==== SOURCE EXTRACT ====

It's no secret that women are under represented, well everywhere. Or when women are represented, it's through the lens of a man, or geared towards the male gaze. For the last 15 years or so during the television renaissance — the time in which TV programs have shifted from cheap entertainment to eat dinner with your parents to, to a medium just as respected and finessed as film — we've seen a lot of dark male characters capturing the cult fandom of audiences. But with the recent success of shows like Flack, Good Girls and Working Moms, we're finally seeing an equal adoration of the female antihero.
With fanatically beloved male antihero characters like Tony Soprano of The Sopranos, Omar Little of The Wire, Jax Teller of Sons of Anarchy, Walter White of Breaking Bad, Don Draper of Mad Men, Dexter Morgan of Dexter, Chuck Rhoades of Billions, Marty Byrde of Ozark, the trope of the male antihero is in no way new and the list could go on. These characters suck the viewer in and create cult fandoms that have spanned way beyond the lives of the shows they were on. And in most of these shows, the women are just foils for their male counterparts' bad behavior, a pretty thing to give us the reaction to the toxicity.
Before we get into the fresh crop of female antiheros making the screen vibrant right now though, we must pay homage to one Nancy Botwin of Weeds, played by the infallible Mary Louise Parker. I would argue Nancy was the first dark female character to lead an ensemble cast for such a highly-rated and long-running show, where her darkness was almost its own member of the ensemble. It was one of the first times on popular television that we saw a woman operating on her impulses just like a man would. She wanted power, money and sex and she did what she had to do, often putting her family in danger, to get them. That's a commonplace trope for a male character, but when Nancy Botwin did it it made for revolutionary, captivating television.
Building off the Botwin momentum, this spring/summer has delivered us new seasons of shows that are finally getting the popularity they deserve — not despite, but because women are at the center. Shows like Flack, Good Girls and Workin' Moms all depict women living authentic, messy lives and doesn’t judge them for it. We're at a new dawn of shows representing women honestly, but without it being gimmicky and exploitative.

==== RECORD EXCERPTS ====

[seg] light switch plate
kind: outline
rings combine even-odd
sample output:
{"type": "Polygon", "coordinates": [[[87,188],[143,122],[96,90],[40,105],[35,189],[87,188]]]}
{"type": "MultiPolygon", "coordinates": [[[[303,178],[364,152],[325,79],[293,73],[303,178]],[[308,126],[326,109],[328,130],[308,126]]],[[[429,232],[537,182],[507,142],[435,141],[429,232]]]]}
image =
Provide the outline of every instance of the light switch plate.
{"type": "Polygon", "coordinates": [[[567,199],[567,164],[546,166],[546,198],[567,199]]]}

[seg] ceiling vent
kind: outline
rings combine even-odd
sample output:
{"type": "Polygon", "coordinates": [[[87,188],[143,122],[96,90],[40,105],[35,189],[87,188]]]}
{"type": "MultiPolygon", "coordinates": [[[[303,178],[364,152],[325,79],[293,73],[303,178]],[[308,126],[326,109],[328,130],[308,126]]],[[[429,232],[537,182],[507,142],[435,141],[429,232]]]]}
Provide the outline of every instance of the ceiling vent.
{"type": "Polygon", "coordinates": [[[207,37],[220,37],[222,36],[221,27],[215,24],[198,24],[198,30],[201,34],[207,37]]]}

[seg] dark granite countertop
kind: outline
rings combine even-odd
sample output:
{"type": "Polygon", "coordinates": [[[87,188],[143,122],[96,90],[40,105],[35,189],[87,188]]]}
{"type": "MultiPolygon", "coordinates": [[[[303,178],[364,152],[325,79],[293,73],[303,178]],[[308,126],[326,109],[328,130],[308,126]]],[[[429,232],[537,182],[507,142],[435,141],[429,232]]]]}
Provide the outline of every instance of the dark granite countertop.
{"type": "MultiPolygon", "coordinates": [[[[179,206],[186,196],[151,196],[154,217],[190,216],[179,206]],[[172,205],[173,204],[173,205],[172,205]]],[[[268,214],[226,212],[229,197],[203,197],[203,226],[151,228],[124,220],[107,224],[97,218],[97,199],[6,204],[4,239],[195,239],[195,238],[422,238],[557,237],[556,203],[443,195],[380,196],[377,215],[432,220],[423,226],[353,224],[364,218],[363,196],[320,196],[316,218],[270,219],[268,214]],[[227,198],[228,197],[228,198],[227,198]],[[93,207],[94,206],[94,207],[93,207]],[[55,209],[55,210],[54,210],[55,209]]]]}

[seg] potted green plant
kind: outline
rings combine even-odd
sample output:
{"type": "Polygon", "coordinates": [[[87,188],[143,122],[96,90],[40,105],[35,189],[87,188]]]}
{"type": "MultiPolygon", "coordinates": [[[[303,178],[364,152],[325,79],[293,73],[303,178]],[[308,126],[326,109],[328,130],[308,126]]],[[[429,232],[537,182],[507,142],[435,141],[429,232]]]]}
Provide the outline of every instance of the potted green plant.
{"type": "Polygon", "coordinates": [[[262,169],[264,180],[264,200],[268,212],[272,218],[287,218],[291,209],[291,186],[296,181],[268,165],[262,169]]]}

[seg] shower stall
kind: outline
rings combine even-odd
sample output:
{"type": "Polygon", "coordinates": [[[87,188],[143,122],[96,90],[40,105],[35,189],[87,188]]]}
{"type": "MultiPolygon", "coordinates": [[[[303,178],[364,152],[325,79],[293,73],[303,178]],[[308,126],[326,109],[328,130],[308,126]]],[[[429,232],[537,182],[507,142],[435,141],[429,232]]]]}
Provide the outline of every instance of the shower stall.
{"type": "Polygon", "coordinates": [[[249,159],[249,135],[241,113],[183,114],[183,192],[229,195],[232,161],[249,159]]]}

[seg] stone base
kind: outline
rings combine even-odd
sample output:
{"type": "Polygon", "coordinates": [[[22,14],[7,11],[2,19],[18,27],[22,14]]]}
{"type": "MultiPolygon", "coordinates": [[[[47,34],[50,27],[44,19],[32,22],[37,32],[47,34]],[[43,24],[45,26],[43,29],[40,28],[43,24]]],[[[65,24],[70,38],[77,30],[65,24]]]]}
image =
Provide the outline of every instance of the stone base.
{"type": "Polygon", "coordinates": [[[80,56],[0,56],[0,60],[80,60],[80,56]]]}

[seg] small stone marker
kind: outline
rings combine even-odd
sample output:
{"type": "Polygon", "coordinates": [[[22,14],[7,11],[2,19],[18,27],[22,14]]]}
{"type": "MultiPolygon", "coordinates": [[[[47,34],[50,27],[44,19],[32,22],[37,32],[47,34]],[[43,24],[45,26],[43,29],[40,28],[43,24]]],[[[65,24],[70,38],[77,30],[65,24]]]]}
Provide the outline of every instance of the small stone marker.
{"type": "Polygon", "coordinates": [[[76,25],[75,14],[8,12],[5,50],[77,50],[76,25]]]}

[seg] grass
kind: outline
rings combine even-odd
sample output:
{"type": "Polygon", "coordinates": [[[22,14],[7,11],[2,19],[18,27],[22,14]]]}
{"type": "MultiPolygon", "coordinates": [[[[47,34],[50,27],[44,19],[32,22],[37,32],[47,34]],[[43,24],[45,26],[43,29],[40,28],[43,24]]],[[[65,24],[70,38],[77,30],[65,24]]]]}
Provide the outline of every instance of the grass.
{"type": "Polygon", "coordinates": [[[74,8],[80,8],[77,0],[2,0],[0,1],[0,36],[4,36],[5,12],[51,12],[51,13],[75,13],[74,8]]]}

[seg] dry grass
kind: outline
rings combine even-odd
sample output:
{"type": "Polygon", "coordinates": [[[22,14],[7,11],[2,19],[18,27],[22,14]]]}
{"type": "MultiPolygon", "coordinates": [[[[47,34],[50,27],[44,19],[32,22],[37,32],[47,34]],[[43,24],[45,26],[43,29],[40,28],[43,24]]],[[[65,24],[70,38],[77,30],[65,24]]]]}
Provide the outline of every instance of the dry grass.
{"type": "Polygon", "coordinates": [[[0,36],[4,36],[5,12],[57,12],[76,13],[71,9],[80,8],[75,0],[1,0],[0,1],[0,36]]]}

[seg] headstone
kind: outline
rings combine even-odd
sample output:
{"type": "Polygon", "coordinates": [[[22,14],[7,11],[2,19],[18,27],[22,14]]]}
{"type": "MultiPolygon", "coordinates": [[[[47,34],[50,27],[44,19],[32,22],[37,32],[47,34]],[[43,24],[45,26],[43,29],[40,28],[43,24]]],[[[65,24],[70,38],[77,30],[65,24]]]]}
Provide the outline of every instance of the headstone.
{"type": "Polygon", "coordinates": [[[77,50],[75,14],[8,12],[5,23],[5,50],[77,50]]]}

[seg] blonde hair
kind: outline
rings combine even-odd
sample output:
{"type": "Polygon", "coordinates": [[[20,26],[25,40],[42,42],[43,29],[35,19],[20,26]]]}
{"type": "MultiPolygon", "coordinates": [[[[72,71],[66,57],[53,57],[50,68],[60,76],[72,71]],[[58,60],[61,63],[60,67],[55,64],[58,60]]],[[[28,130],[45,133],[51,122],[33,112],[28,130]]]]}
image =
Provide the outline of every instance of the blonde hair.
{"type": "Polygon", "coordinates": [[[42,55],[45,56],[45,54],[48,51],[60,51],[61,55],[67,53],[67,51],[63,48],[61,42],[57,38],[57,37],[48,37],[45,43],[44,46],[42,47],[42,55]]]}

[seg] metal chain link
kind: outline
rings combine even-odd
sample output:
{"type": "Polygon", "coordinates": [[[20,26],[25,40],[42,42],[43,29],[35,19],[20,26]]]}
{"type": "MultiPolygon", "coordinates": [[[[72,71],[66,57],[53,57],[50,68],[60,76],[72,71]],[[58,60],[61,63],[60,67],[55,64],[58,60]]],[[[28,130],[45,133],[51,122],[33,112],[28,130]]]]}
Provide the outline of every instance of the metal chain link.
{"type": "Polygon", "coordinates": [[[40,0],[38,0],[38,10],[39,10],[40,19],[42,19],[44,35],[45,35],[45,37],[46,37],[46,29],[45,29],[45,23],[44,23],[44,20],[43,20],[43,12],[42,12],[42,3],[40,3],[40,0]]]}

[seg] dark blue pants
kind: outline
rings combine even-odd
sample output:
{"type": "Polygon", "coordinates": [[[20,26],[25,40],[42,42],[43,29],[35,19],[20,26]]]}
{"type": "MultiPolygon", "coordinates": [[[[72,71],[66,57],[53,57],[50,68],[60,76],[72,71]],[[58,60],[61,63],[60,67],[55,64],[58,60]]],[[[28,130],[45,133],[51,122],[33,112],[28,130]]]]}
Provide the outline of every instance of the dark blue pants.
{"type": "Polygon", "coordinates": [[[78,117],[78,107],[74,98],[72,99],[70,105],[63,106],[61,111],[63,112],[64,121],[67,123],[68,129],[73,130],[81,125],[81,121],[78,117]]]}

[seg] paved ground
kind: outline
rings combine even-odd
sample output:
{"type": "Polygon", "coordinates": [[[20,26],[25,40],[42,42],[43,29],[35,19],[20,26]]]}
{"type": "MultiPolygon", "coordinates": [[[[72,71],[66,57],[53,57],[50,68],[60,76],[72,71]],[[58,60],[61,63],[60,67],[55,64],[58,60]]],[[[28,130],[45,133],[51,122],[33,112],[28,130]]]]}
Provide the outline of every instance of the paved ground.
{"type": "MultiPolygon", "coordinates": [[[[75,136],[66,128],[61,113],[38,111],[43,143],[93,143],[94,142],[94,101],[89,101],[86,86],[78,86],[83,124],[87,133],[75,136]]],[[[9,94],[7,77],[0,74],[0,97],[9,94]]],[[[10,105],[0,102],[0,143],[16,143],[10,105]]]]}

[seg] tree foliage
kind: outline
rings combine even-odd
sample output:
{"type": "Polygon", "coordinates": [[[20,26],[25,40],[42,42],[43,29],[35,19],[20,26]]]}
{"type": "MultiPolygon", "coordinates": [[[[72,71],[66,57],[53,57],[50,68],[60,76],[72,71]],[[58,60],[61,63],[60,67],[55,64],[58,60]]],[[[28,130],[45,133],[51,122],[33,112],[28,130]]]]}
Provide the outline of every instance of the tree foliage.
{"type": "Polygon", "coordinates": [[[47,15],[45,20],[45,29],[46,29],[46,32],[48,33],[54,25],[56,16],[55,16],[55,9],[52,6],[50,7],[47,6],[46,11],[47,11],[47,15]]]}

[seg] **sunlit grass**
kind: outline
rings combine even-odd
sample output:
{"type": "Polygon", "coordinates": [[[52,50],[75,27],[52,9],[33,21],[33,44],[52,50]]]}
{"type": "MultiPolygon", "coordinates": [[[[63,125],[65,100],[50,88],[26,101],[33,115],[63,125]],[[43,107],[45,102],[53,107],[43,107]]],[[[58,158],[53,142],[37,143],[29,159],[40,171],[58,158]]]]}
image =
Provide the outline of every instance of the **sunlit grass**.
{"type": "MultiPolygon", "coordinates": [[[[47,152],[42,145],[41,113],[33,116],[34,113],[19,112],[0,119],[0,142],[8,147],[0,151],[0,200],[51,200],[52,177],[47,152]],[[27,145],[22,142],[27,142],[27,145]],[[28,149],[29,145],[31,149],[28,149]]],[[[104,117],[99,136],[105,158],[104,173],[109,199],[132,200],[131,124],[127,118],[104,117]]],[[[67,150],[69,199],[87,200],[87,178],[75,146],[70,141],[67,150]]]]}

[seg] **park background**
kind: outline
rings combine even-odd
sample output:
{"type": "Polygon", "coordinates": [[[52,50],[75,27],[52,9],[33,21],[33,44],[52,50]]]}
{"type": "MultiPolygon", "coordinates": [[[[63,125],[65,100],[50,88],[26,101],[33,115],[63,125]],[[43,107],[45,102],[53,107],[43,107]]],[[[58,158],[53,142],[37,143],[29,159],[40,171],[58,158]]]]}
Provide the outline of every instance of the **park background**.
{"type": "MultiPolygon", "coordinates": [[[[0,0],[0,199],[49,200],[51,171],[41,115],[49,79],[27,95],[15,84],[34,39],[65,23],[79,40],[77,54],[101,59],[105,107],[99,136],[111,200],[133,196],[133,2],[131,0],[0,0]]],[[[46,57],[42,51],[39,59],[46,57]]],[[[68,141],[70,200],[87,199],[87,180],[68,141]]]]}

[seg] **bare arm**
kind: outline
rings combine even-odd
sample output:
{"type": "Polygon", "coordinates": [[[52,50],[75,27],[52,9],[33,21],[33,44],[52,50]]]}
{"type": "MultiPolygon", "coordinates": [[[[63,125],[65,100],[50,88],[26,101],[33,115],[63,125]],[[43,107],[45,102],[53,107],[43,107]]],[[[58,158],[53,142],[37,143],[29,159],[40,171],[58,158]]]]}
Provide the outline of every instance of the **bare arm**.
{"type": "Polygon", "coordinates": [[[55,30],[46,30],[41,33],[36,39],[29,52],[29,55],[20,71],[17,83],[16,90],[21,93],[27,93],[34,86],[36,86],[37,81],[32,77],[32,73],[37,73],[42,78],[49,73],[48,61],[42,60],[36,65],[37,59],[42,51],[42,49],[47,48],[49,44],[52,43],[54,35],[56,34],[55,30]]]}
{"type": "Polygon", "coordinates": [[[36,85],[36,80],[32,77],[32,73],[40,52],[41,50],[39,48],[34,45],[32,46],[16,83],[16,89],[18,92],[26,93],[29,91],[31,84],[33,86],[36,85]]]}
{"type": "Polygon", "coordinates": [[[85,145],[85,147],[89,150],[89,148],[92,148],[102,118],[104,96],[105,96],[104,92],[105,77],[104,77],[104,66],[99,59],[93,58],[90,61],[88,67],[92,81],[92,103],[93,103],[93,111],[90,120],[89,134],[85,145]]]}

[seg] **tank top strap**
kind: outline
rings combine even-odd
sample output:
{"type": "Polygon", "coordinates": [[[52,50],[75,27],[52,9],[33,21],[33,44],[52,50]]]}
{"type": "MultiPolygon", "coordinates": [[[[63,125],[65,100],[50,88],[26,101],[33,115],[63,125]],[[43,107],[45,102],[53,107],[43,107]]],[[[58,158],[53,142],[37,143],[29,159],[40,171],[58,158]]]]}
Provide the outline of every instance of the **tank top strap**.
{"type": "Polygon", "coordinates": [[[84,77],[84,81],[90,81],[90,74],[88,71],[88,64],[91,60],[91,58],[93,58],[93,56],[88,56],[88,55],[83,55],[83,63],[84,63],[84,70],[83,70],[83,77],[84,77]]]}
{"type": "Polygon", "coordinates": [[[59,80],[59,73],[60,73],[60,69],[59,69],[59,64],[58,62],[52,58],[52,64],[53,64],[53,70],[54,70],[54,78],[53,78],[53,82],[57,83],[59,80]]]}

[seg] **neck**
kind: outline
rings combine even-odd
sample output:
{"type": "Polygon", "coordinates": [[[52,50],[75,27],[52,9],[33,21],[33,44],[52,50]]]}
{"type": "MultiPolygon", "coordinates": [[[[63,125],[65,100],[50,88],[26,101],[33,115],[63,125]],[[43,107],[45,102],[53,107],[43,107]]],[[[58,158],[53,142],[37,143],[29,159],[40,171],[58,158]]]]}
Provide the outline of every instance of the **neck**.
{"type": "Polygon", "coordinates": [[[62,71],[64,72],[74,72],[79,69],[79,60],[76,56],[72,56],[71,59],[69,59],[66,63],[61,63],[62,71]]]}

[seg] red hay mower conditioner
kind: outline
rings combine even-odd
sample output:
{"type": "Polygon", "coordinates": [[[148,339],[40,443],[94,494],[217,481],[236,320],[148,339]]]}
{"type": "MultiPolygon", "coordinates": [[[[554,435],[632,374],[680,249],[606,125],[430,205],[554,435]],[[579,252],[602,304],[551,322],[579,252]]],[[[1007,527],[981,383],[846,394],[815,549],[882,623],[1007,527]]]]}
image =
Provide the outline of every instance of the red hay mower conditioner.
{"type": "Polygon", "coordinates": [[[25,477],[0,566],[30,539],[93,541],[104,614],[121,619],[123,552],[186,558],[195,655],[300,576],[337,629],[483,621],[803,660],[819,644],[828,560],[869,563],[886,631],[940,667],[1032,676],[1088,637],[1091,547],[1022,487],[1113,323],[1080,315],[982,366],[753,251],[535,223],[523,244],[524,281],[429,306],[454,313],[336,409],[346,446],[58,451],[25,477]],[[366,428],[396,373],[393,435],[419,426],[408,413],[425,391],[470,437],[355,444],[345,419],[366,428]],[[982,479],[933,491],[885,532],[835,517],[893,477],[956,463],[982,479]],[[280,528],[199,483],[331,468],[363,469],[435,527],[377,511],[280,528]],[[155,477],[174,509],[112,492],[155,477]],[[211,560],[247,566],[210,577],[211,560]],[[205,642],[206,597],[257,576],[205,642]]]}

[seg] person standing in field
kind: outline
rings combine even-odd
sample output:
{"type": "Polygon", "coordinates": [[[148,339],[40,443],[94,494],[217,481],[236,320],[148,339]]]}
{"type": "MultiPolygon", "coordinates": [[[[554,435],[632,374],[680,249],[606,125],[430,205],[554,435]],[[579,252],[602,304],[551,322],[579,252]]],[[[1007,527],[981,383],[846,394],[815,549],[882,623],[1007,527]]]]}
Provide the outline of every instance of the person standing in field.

====

[WORK INSTRUCTIONS]
(1) Turn the paragraph of the article on female antiheroes that begins "Before we get into the fresh crop" into a short bulleted list that keeps its main facts.
(2) Using the article on female antiheroes, decide whether each statement agrees with it. Answer yes or no and quote the words that settle it.
(a) Nancy Botwin is played by Mary Louise Parker.
(b) The male antihero is presented as a new trope.
(c) Shows like Flack, Good Girls and Workin' Moms judge their women for living messy lives.
(3) Carry on the article on female antiheroes from its final sentence, keeping the same voice and subject.

[YOUR WRITTEN ANSWERS]
(1)
- Nancy Botwin of Weeds, played by Mary Louise Parker, deserves recognition before the newer female antiheroes.
- She is argued to be the first dark female character to lead an ensemble cast on a highly rated, long-running show.
- Her darkness was almost its own member of the ensemble.
- She was one of the first women on popular television shown acting on her impulses as a man would.
- She pursued power, money and sex by whatever means necessary, often putting her family in danger.
- Coming from a male character, that behavior is a commonplace trope. Coming from Nancy Botwin, it made revolutionary, captivating television.

(2)
(a) Yes: "Nancy Botwin of Weeds, played by the infallible Mary Louise Parker."
(b) No: "the trope of the male antihero is in no way new."
(c) No: "depict women living authentic, messy lives and doesn’t judge them for it."

(3)
In the past, we've seen female characters often forced into one of two categories: those who are trying to attain success in business and/or find love like in Grace and Frankie, or those struggling with motherhood and drama that comes with being stay at home moms like in Desperate Housewives. You could argue that many of the women of Mad Men like Peggy Olsen, Joan Holloway and Betty Draper were a complex depiction of women on television, but they were still always there as a mirror for the men.
In Flack, a show about high-powered, big-balled PR women in London, men are almost nonexistent, except for the sputtering drugged out, hooker-addicted clients who always come to Anna Paquin's character of Robyn crying, desperate for help. Robyn, while being a mess who cannot keep friends or family near but can certainly keep pills and coke very near, is still always five steps ahead, always saving the day even if her morals are so highly stacked at the door, they're blocking it from being opened.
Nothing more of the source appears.